*Direction:* Rewrite the material from the line with "branch. Provide corrected bounding boxes for all instances." to the line with "[20,0,52,16]", swapping "corrected" for "revised" and leaving everything else as it is. Return only those lines.

*Dataset content:*
=-=-=

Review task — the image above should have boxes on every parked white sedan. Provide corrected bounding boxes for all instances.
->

=-=-=

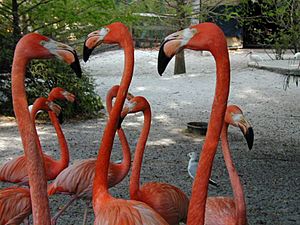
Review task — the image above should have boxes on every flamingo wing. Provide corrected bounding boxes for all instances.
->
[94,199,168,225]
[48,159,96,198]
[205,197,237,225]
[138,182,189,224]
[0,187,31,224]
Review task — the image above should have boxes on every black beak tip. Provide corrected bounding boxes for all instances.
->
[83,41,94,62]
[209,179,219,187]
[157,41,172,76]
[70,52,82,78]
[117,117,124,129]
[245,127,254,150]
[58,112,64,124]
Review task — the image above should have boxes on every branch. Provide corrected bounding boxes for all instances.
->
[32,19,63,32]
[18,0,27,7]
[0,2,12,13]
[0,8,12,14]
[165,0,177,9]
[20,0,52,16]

=-=-=

*Problem solution:*
Review task — the image above should have boxes on every branch. Provide revised bounding boxes for all instances.
->
[32,19,63,32]
[18,0,27,7]
[0,2,12,13]
[0,8,12,14]
[165,0,177,9]
[20,0,52,16]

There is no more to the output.